__Selected extract__:
JUAN CARLOS MARZO & JOSÉ ANTONIO PIQUERAS
Miguel Hernández University, SpainDetecting mental health problems or examining full mental health: Towards a new way to promote mental health in the school setting
Traditionally, psychology has focused on the presence of psychopathology and/or associated risk factors to justify early detection and intervention programs in the school setting. This approach to mental health is limited and reductionist, since mental health is more than the only presence of symptoms or related problems. In this applied session we review pre-existing programs that have used broader and more comprehensive approaches to examining mental health in the community setting par excellence that is the school. Below, we present our experience accumulated over the past 8 years in both primary and secondary school with children and adolescents. This approach is characterized by examining both the presence of symptoms related to psychological distress and psychological well-being, as well as including transdiagnostic risk factors such as perfectionism and rumination, among others and protective factors or personal resources such as emotional intelligence or socio-emotional competencies from the model of Covitality. Finally, we present our recommendation to configure a comprehensive evaluation protocol and recommendations for intervention based on social-emotional strengths, as well as some data that have been clinically, socially and educationally useful for guidance teams, policy makers, and the families and children evaluated.

__Problem__:
Summarize the school mental health abstract above in two sentences.

(Stored data entries)
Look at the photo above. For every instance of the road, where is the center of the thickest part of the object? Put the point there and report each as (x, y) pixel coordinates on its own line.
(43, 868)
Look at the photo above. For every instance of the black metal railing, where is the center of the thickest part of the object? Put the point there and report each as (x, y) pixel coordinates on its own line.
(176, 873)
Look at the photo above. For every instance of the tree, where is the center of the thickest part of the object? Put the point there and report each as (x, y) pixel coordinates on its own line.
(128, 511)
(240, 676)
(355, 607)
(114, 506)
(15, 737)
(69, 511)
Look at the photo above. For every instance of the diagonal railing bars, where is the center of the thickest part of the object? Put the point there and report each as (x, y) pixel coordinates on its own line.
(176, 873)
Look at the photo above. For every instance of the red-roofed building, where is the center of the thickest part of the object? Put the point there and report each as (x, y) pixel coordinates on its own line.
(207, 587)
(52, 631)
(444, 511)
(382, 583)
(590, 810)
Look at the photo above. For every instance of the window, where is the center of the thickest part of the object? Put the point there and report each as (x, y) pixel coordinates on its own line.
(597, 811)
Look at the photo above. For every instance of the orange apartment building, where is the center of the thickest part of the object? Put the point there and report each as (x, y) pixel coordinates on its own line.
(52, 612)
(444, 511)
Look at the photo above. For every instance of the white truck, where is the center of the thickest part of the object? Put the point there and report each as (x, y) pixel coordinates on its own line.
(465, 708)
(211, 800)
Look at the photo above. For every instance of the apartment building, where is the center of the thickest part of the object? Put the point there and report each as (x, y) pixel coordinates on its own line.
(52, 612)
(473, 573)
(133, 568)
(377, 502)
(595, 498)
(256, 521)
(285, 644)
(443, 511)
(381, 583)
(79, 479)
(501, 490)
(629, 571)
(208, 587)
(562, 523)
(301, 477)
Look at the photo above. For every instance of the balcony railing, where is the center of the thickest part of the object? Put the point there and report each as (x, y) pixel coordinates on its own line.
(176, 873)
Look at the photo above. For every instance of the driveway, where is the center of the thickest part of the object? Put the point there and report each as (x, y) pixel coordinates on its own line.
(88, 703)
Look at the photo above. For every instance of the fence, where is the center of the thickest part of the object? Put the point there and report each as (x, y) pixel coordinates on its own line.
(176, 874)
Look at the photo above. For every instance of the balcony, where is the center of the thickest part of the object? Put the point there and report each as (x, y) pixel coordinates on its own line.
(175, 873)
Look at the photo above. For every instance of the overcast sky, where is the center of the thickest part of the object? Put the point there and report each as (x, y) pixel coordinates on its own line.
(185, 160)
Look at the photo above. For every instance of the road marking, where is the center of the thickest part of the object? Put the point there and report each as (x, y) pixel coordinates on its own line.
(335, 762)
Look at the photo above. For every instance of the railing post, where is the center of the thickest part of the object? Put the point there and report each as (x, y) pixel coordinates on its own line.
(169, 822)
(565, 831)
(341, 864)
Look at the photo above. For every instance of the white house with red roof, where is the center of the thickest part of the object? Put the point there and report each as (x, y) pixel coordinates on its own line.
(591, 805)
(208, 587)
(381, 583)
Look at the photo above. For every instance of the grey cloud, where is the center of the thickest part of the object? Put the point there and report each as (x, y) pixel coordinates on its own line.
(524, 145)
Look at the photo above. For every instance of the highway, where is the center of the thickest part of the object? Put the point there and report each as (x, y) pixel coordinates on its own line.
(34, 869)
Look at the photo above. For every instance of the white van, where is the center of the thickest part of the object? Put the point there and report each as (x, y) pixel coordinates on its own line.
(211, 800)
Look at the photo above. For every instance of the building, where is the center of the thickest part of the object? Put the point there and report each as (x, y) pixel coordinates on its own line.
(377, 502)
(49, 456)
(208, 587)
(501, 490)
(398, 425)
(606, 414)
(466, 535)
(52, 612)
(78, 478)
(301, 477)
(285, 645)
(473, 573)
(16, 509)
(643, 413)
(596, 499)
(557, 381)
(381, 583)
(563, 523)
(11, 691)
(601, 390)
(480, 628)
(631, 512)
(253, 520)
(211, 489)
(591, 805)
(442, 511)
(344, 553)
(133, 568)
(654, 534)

__Answer section__:
Arguing that psychology's traditional focus on psychopathology and risk factors is a limited and reductionist basis for early detection and intervention in schools, the session reviews broader programs for examining mental health in the school setting and presents the authors' eight years of experience with children and adolescents in primary and secondary school. Their approach examines symptoms of psychological distress alongside psychological well-being, transdiagnostic risk factors such as perfectionism and rumination, and protective factors such as emotional intelligence and socio-emotional competencies from the Covitality model, leading to recommendations for a comprehensive evaluation protocol and for intervention based on social-emotional strengths.